**** LISTED RECORDS ****

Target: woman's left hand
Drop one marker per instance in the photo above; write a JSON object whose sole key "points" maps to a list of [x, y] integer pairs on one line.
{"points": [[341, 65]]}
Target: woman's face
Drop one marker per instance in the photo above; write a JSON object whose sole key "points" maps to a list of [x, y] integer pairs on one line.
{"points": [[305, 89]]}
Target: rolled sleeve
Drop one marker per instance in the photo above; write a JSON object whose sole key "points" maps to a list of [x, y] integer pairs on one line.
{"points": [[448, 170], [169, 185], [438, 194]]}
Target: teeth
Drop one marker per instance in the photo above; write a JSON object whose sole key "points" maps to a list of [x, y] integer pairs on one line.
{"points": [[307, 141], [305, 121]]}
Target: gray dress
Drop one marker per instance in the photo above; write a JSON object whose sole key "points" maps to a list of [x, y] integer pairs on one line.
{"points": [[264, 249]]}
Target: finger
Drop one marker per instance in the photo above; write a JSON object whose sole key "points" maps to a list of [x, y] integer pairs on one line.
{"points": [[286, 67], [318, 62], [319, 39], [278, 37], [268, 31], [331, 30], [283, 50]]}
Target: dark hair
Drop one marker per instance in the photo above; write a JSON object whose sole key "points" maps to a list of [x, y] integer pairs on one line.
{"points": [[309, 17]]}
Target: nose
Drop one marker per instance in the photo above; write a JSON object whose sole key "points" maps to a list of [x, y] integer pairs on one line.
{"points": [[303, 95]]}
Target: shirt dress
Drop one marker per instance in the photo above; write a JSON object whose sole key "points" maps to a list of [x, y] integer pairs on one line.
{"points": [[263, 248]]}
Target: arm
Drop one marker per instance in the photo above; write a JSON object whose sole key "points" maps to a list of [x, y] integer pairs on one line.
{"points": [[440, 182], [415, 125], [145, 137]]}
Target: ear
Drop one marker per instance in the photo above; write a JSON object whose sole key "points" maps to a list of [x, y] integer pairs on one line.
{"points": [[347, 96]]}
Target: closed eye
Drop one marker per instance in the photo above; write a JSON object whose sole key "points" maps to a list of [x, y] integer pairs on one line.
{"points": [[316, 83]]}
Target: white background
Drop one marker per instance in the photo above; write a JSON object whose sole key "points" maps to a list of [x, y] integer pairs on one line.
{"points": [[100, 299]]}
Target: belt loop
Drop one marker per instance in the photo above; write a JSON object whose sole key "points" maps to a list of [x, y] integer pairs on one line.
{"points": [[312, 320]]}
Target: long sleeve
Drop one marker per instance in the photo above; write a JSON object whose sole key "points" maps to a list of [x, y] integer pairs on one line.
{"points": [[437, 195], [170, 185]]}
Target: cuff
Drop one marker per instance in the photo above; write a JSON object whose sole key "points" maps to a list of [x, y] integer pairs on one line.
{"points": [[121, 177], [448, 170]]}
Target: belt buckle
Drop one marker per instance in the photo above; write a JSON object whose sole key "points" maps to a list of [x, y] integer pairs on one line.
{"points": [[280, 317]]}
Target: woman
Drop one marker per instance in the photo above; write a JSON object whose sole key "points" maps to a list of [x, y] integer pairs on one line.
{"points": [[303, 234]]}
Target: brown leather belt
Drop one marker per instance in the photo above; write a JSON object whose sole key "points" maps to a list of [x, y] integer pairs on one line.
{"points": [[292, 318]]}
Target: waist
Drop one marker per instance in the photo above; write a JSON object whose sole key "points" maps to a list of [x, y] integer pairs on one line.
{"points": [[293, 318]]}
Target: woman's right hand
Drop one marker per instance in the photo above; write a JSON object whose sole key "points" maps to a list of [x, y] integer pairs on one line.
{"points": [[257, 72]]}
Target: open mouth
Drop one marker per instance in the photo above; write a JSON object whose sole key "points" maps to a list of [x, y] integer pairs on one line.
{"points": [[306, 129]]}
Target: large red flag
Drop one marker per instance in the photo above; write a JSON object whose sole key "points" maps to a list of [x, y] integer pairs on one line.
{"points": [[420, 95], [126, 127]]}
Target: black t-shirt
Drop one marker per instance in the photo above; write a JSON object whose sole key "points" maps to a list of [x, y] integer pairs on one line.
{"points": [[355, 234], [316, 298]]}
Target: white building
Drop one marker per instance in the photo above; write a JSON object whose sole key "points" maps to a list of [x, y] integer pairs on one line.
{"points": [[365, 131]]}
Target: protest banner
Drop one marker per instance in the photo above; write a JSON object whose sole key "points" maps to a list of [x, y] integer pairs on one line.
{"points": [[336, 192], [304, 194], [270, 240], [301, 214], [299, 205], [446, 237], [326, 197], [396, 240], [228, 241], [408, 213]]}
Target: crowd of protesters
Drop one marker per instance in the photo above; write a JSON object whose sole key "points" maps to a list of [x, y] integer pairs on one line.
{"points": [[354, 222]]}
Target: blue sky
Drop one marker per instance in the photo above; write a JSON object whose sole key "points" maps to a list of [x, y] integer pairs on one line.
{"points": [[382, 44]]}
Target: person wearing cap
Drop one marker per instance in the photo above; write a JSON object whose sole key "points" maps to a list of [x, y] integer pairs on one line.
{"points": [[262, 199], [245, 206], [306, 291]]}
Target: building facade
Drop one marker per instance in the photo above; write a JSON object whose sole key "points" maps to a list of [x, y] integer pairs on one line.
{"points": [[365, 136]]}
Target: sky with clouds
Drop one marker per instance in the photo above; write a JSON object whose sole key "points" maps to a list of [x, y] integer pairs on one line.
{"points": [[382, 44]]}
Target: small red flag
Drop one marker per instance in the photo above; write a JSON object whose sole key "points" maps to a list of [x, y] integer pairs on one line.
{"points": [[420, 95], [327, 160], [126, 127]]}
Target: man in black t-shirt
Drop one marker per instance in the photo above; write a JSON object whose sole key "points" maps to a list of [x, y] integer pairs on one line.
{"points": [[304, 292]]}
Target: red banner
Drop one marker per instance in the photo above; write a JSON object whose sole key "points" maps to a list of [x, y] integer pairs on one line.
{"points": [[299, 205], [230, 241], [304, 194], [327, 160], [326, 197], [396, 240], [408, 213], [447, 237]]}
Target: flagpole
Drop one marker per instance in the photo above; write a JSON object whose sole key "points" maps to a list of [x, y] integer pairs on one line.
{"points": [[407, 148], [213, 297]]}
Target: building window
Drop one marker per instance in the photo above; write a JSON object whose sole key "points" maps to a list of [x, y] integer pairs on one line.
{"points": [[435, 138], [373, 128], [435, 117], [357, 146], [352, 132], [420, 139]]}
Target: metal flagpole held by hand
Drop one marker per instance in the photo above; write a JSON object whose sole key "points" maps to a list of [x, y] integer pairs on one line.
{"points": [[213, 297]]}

****

▸ WHAT YOU SHOULD DO: After examining the listing, give only the count of lines holding the string "banner".

▸ THE COMPLETED TASK: 2